Stored items:
------------------------------------------------------------------------

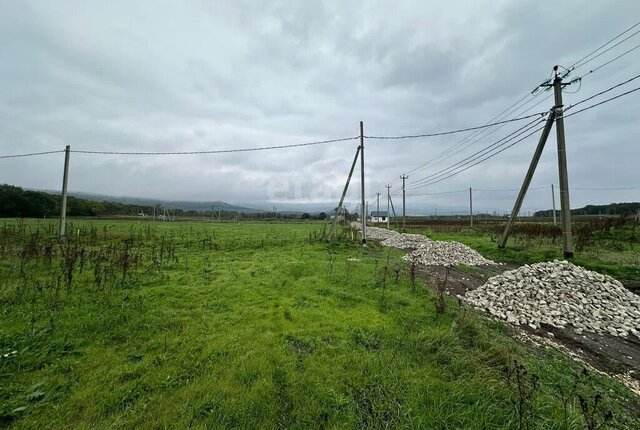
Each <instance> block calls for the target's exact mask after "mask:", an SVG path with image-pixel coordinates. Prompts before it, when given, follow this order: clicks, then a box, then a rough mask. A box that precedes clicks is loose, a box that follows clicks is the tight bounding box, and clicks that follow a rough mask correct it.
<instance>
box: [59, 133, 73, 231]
mask: <svg viewBox="0 0 640 430" xmlns="http://www.w3.org/2000/svg"><path fill="white" fill-rule="evenodd" d="M70 152H71V146H69V145H67V147H66V148H65V149H64V173H63V174H62V202H61V204H60V229H59V230H58V237H59V238H60V239H62V238H63V237H64V233H65V229H66V227H67V185H68V184H69V153H70Z"/></svg>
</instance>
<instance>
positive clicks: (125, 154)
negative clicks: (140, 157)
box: [71, 136, 360, 155]
mask: <svg viewBox="0 0 640 430" xmlns="http://www.w3.org/2000/svg"><path fill="white" fill-rule="evenodd" d="M356 139H360V136H356V137H343V138H340V139H331V140H320V141H317V142H306V143H294V144H290V145H275V146H260V147H257V148H239V149H217V150H211V151H175V152H127V151H89V150H72V151H71V152H77V153H80V154H100V155H197V154H226V153H232V152H251V151H267V150H271V149H283V148H298V147H302V146H311V145H322V144H325V143H334V142H345V141H348V140H356Z"/></svg>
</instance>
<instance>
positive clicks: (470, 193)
mask: <svg viewBox="0 0 640 430" xmlns="http://www.w3.org/2000/svg"><path fill="white" fill-rule="evenodd" d="M469 220H471V227H473V191H472V190H471V187H469Z"/></svg>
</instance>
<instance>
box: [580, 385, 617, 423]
mask: <svg viewBox="0 0 640 430" xmlns="http://www.w3.org/2000/svg"><path fill="white" fill-rule="evenodd" d="M578 400H579V401H580V410H581V411H582V416H583V417H584V422H585V425H586V427H587V430H597V429H601V428H603V427H604V426H605V424H606V423H608V422H609V421H611V420H612V419H613V413H612V412H611V411H608V410H605V409H604V408H602V407H601V406H602V403H601V402H602V396H601V395H600V393H597V394H596V395H595V396H593V399H590V398H588V397H583V396H582V395H580V396H578Z"/></svg>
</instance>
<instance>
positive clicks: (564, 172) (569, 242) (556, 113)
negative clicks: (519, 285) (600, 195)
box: [553, 66, 573, 258]
mask: <svg viewBox="0 0 640 430" xmlns="http://www.w3.org/2000/svg"><path fill="white" fill-rule="evenodd" d="M554 70H555V72H556V77H555V79H554V80H553V94H554V96H555V102H556V103H555V104H556V106H555V109H556V136H557V139H558V170H559V174H560V216H561V218H562V239H563V240H562V247H563V251H564V258H572V257H573V237H572V234H571V205H570V204H569V176H568V173H567V150H566V148H565V141H564V120H563V112H562V109H563V107H564V106H563V104H562V86H563V85H566V84H563V83H562V78H561V77H559V76H558V66H555V67H554Z"/></svg>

------------------------------------------------------------------------

◆ Problem statement ◆
Images stay out, but the rest of the data above must be repeated exactly.

◆ Answer area ◆
Each <instance> block calls for the target's exact mask after "mask:", an SVG path with image-pixel coordinates. Prompts before it, when given, follow this order: clicks, then a box, then a rough mask. A box that precedes clicks is loose, a box that follows clicks is the tight bounding box, and clicks that follow a rough mask correct it.
<instance>
box: [59, 133, 73, 231]
mask: <svg viewBox="0 0 640 430" xmlns="http://www.w3.org/2000/svg"><path fill="white" fill-rule="evenodd" d="M70 152H71V146H69V145H67V147H66V148H65V149H64V173H63V174H62V202H61V204H60V229H59V230H58V237H59V238H60V239H62V238H63V237H64V233H65V229H66V227H67V185H68V184H69V153H70Z"/></svg>
</instance>
<instance>
positive clicks: (125, 154)
negative clicks: (140, 157)
box: [71, 136, 360, 155]
mask: <svg viewBox="0 0 640 430" xmlns="http://www.w3.org/2000/svg"><path fill="white" fill-rule="evenodd" d="M356 139H360V136H356V137H343V138H340V139H331V140H320V141H317V142H306V143H294V144H290V145H275V146H260V147H257V148H239V149H217V150H211V151H175V152H127V151H89V150H72V151H71V152H77V153H80V154H100V155H197V154H226V153H232V152H251V151H267V150H271V149H283V148H298V147H302V146H311V145H322V144H325V143H334V142H345V141H348V140H356Z"/></svg>
</instance>
<instance>
positive clicks: (470, 193)
mask: <svg viewBox="0 0 640 430" xmlns="http://www.w3.org/2000/svg"><path fill="white" fill-rule="evenodd" d="M469 220H471V227H473V191H472V190H471V187H469Z"/></svg>
</instance>
<instance>
box: [580, 385, 617, 423]
mask: <svg viewBox="0 0 640 430" xmlns="http://www.w3.org/2000/svg"><path fill="white" fill-rule="evenodd" d="M578 400H579V401H580V410H581V411H582V416H583V417H584V422H585V425H586V427H587V430H597V429H601V428H603V427H604V426H605V424H606V423H608V422H609V421H611V420H612V419H613V413H612V412H611V411H608V410H605V409H604V408H602V407H601V406H602V403H601V402H602V396H601V395H600V393H597V394H596V395H595V396H593V399H590V398H588V397H583V396H582V395H580V396H578Z"/></svg>
</instance>
<instance>
positive clicks: (564, 172) (569, 242) (556, 113)
negative clicks: (519, 285) (600, 195)
box: [553, 66, 573, 258]
mask: <svg viewBox="0 0 640 430" xmlns="http://www.w3.org/2000/svg"><path fill="white" fill-rule="evenodd" d="M554 70H555V72H556V77H555V79H554V80H553V94H554V96H555V102H556V103H555V104H556V106H555V109H556V136H557V139H558V170H559V174H560V216H561V218H562V239H563V240H562V247H563V251H564V258H572V257H573V237H572V234H571V205H570V204H569V176H568V173H567V150H566V148H565V141H564V120H563V112H562V109H563V107H564V106H563V104H562V86H563V85H566V84H563V83H562V78H561V77H559V76H558V66H555V67H554Z"/></svg>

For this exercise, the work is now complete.